* _Task requirements_: Write down every entry below once more, exactly.

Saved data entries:
Content starts

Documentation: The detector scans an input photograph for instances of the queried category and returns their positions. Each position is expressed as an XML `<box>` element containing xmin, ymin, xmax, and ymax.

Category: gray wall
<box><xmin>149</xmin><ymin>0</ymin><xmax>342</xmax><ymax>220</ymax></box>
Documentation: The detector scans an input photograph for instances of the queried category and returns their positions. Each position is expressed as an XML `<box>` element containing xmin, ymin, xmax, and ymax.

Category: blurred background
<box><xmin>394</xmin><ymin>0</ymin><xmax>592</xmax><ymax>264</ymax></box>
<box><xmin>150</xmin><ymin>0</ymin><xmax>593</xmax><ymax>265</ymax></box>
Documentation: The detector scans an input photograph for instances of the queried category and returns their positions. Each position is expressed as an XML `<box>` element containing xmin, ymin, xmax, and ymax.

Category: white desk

Content ends

* _Written reply_:
Documentation: The detector scans an input photograph for instances of the queried category and returns their positions. Each position is expressed as an XML `<box>` element containing xmin, ymin, xmax, and ymax.

Category: gray wall
<box><xmin>149</xmin><ymin>0</ymin><xmax>342</xmax><ymax>220</ymax></box>
Documentation: The detector scans an input photograph for instances of the queried category and returns their positions. Each position is expressed as an XML `<box>` element containing xmin, ymin, xmax, and ymax.

Category: blurred background
<box><xmin>394</xmin><ymin>0</ymin><xmax>592</xmax><ymax>264</ymax></box>
<box><xmin>150</xmin><ymin>0</ymin><xmax>593</xmax><ymax>265</ymax></box>
Documentation: The detector scans an input photograph for instances of the queried category and returns their positions. Each position is expressed as an XML `<box>` element containing xmin, ymin, xmax, and ymax.

Category: white desk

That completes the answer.